[Task instructions] Return each line in the records below that includes "this".
[[ Information provided, beginning ]]
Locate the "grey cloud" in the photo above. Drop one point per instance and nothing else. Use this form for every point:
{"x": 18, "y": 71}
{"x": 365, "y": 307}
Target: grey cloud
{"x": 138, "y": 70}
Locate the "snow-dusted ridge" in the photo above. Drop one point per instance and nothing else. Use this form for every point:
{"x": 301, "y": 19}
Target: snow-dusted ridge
[[ Information provided, end ]]
[[ Information provided, beginning ]]
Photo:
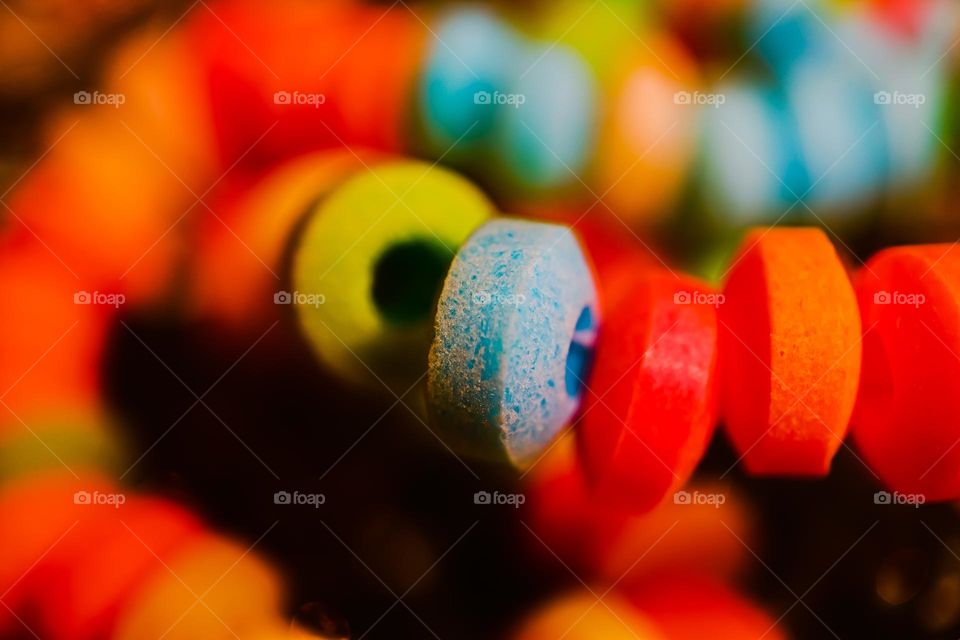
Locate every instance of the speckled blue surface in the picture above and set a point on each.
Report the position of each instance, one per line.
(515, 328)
[[ Information provided, end ]]
[Final answer]
Locate the "grey cloud" in the photo above. Drop one point per instance and nothing else. Use this form for every point:
Locate the "snow-dusted ridge" in the photo above. Drop one point per instance and nothing else. Use this form for every point:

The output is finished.